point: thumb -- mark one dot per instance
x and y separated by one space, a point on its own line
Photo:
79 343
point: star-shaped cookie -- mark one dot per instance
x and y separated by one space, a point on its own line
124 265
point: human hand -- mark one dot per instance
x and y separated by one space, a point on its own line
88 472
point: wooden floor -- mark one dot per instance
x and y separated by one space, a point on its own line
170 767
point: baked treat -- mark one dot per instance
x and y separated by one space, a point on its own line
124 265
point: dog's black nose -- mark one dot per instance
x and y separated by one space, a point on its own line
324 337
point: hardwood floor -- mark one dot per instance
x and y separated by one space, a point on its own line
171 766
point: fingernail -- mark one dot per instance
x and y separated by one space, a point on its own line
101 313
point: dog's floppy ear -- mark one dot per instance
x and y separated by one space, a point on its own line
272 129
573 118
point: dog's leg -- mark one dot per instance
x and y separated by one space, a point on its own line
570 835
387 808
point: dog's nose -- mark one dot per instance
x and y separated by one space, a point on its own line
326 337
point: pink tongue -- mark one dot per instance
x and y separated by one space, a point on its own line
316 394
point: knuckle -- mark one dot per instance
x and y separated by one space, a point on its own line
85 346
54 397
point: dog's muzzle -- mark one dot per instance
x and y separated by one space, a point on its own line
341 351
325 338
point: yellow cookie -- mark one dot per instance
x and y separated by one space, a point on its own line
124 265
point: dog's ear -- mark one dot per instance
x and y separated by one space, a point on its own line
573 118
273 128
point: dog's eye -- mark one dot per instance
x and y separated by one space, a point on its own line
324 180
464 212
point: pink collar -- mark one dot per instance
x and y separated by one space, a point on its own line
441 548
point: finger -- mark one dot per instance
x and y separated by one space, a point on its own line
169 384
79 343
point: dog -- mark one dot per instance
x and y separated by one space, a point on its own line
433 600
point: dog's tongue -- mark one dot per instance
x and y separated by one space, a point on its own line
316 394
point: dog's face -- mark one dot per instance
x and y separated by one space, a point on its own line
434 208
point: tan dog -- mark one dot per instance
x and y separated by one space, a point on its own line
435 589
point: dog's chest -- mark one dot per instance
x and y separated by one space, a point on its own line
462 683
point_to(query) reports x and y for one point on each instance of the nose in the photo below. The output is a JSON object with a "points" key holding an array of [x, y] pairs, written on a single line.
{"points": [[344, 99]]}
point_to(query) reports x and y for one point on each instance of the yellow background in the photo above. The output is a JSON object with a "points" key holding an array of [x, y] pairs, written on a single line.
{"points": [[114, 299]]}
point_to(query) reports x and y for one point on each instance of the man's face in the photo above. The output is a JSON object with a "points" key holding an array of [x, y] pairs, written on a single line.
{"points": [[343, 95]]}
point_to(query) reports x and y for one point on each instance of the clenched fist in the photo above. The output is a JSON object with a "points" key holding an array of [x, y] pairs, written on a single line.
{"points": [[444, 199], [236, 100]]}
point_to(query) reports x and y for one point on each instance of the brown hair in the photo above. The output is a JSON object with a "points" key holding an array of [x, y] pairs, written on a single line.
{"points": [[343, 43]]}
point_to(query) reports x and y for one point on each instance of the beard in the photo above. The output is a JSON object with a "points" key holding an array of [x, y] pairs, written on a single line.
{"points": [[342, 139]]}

■ ■ ■ ■ ■ ■ ■

From the records, copy out each line that includes the string "tongue".

point: pink tongue -- mark one dot per instance
point: dog's tongue -- mark one dot per instance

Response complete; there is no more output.